Required work: Count the lines in the records below that contain the string "walking". Treat uppercase and lowercase as different, and give only the number.

==== Available data

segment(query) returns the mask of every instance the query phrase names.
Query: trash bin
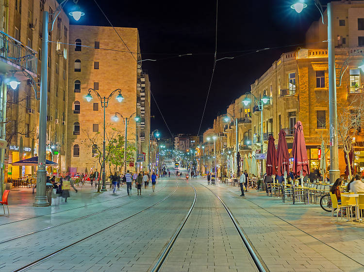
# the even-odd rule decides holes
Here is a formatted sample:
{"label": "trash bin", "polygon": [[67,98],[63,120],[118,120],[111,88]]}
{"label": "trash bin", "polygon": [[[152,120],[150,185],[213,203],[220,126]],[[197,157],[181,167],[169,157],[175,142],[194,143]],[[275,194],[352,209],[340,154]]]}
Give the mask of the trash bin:
{"label": "trash bin", "polygon": [[52,204],[52,189],[53,185],[52,183],[46,183],[46,188],[47,190],[47,198],[48,199],[48,203],[50,206]]}

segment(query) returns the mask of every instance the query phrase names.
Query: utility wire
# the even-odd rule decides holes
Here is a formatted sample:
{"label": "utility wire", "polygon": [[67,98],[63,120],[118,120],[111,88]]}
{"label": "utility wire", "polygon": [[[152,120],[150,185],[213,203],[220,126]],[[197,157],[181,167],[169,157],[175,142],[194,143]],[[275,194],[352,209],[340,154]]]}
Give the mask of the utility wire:
{"label": "utility wire", "polygon": [[[106,18],[106,19],[107,20],[107,21],[109,22],[109,23],[112,27],[113,29],[114,29],[114,30],[115,31],[115,32],[116,32],[116,34],[117,34],[117,35],[119,36],[119,38],[120,38],[120,39],[121,40],[121,41],[125,45],[125,46],[126,46],[126,48],[129,50],[129,53],[130,53],[130,54],[132,54],[132,57],[134,58],[134,60],[135,60],[135,61],[137,63],[138,63],[138,60],[136,60],[136,59],[135,59],[135,57],[134,56],[134,55],[132,52],[132,51],[130,51],[130,49],[128,47],[128,45],[127,45],[126,44],[125,44],[125,43],[124,42],[124,40],[123,40],[122,38],[121,38],[121,36],[117,32],[117,31],[116,31],[116,30],[115,29],[115,27],[114,27],[114,26],[113,25],[113,24],[111,23],[111,22],[110,21],[110,20],[109,19],[109,18],[106,16],[106,15],[105,14],[105,13],[104,13],[103,11],[101,9],[101,8],[100,7],[100,6],[99,5],[99,4],[98,4],[97,2],[96,1],[96,0],[94,0],[94,2],[95,2],[95,3],[96,4],[96,5],[99,7],[99,9],[100,10],[100,11],[102,13],[102,14],[103,14],[103,15],[105,16],[105,17]],[[167,124],[167,122],[165,121],[165,119],[164,116],[163,116],[163,114],[162,113],[162,111],[161,111],[161,109],[159,108],[159,106],[158,106],[158,103],[157,103],[157,101],[155,100],[155,98],[154,98],[154,96],[153,94],[153,93],[151,91],[149,90],[149,91],[150,92],[150,94],[151,94],[152,97],[153,97],[153,100],[154,101],[154,102],[155,102],[155,105],[157,105],[157,107],[158,108],[158,110],[159,110],[159,112],[161,113],[161,115],[162,116],[162,118],[163,119],[163,121],[165,121],[165,125],[167,127],[167,128],[168,129],[168,130],[169,131],[169,133],[171,134],[171,135],[172,135],[172,136],[173,137],[173,134],[172,133],[172,132],[171,132],[171,130],[169,129],[169,127],[168,126],[168,125]]]}
{"label": "utility wire", "polygon": [[210,94],[210,91],[211,89],[211,85],[212,85],[213,78],[214,78],[214,73],[215,72],[215,68],[216,67],[216,55],[217,52],[217,7],[218,5],[218,0],[216,0],[216,23],[215,28],[215,54],[214,56],[214,67],[213,68],[213,72],[211,74],[211,79],[210,80],[210,85],[209,85],[209,89],[207,91],[207,96],[206,98],[206,101],[205,101],[205,106],[203,107],[203,111],[202,112],[202,117],[201,118],[201,122],[199,123],[199,132],[197,133],[197,135],[199,134],[199,131],[201,130],[201,126],[202,124],[202,121],[203,121],[203,117],[205,115],[205,110],[206,110],[206,106],[207,105],[207,100],[209,99],[209,95]]}

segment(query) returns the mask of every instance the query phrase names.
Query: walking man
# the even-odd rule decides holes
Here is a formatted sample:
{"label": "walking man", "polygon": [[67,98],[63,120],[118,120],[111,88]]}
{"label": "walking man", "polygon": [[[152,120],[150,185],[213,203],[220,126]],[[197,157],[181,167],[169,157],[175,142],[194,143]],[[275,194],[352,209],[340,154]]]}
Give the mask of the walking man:
{"label": "walking man", "polygon": [[239,183],[240,183],[240,191],[241,191],[240,196],[245,196],[244,195],[244,184],[245,184],[246,179],[245,175],[243,173],[243,175],[240,176],[240,179],[239,180]]}
{"label": "walking man", "polygon": [[132,177],[129,173],[129,170],[128,170],[126,171],[126,174],[125,175],[125,179],[126,179],[126,190],[128,192],[128,195],[129,195],[129,189],[132,190]]}
{"label": "walking man", "polygon": [[157,178],[157,176],[155,175],[154,172],[153,172],[153,174],[151,176],[152,180],[152,187],[153,187],[153,192],[154,191],[154,188],[155,188],[155,179]]}

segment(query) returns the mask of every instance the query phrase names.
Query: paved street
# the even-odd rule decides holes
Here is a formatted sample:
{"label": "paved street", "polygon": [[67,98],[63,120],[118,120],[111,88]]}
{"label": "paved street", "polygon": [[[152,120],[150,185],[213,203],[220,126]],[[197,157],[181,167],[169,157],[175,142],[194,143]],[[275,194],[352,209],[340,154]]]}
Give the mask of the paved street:
{"label": "paved street", "polygon": [[[207,186],[201,178],[177,181],[159,179],[156,192],[149,184],[141,197],[135,188],[128,196],[125,186],[114,195],[86,186],[71,192],[66,204],[46,208],[32,206],[31,192],[14,191],[10,217],[0,216],[0,268],[13,271],[66,247],[28,270],[150,271],[191,207],[193,185],[196,203],[164,271],[257,270],[232,219],[208,189],[229,207],[266,270],[364,269],[361,224],[336,223],[318,205],[282,203],[265,192],[251,190],[242,197],[238,187]],[[22,197],[27,204],[17,203]]]}

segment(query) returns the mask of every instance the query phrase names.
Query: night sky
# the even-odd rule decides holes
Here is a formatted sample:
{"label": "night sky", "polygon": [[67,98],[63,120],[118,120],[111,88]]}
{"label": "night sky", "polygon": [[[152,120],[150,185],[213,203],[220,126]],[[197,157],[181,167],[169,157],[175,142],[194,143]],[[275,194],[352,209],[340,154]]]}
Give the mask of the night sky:
{"label": "night sky", "polygon": [[[143,59],[158,60],[143,61],[142,68],[172,133],[197,134],[214,64],[216,1],[96,0],[114,26],[138,29]],[[282,53],[298,47],[287,45],[304,43],[306,30],[320,14],[314,1],[300,14],[290,8],[293,2],[219,1],[217,59],[239,57],[217,61],[199,135]],[[78,5],[86,15],[78,23],[110,26],[93,0]],[[266,47],[279,48],[255,52]],[[151,115],[151,129],[170,136],[152,100]]]}

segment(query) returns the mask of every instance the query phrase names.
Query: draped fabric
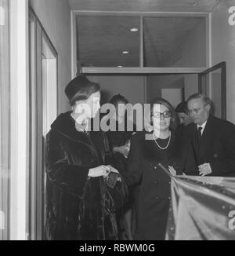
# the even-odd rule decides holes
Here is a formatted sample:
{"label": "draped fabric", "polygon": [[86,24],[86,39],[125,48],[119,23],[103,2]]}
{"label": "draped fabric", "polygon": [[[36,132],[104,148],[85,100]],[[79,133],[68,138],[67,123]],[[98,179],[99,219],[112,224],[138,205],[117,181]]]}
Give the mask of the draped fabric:
{"label": "draped fabric", "polygon": [[166,240],[235,240],[235,178],[172,177]]}

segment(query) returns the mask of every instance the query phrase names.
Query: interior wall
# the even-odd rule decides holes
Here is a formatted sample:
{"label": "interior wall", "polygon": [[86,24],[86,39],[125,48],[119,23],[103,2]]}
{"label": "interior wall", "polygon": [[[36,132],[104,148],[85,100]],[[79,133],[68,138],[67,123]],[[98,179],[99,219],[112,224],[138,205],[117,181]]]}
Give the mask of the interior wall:
{"label": "interior wall", "polygon": [[161,97],[161,89],[184,87],[184,97],[198,92],[198,75],[154,75],[146,78],[146,97],[150,101],[155,97]]}
{"label": "interior wall", "polygon": [[30,0],[29,2],[58,53],[58,104],[59,112],[63,112],[70,109],[64,94],[64,88],[71,79],[70,7],[64,0]]}
{"label": "interior wall", "polygon": [[102,102],[107,103],[115,94],[123,95],[131,104],[145,103],[143,75],[87,75],[101,86]]}
{"label": "interior wall", "polygon": [[228,22],[231,6],[234,1],[221,2],[212,13],[212,64],[226,62],[227,119],[235,123],[235,25]]}

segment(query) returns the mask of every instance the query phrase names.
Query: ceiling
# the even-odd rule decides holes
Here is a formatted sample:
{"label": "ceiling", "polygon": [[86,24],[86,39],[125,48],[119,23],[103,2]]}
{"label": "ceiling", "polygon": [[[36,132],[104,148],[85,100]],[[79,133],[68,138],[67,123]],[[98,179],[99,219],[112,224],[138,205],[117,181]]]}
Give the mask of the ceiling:
{"label": "ceiling", "polygon": [[[139,16],[78,15],[76,19],[79,65],[139,67]],[[131,32],[132,27],[139,31]],[[146,16],[143,31],[144,67],[173,67],[183,55],[180,46],[184,43],[192,46],[190,51],[205,49],[204,18]],[[193,33],[200,40],[188,43]],[[123,54],[123,51],[129,53]],[[204,57],[201,53],[198,55]],[[204,60],[198,62],[198,58],[179,63],[178,67],[204,66]]]}
{"label": "ceiling", "polygon": [[68,0],[70,9],[114,12],[205,12],[222,0]]}
{"label": "ceiling", "polygon": [[[68,0],[77,13],[78,64],[83,67],[139,67],[140,12],[209,13],[222,0]],[[88,11],[89,15],[85,11]],[[94,11],[95,13],[90,13]],[[97,13],[98,11],[98,13]],[[102,12],[106,12],[102,13]],[[114,15],[113,13],[118,12]],[[123,12],[131,12],[128,16]],[[138,13],[133,13],[137,12]],[[204,19],[199,17],[147,17],[143,20],[143,56],[146,67],[172,67],[179,63],[179,49],[186,38],[197,30]],[[132,33],[129,29],[139,28]],[[205,39],[205,29],[199,36]],[[201,45],[205,42],[202,42]],[[182,46],[181,46],[182,47]],[[201,46],[196,46],[198,49]],[[203,47],[203,46],[202,46]],[[129,54],[122,54],[127,50]],[[194,49],[192,49],[192,51]],[[178,51],[178,52],[177,52]],[[199,55],[203,55],[199,53]],[[201,63],[181,64],[182,67],[204,67]],[[196,61],[196,60],[195,60]],[[198,62],[198,61],[197,61]]]}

========

The result: 7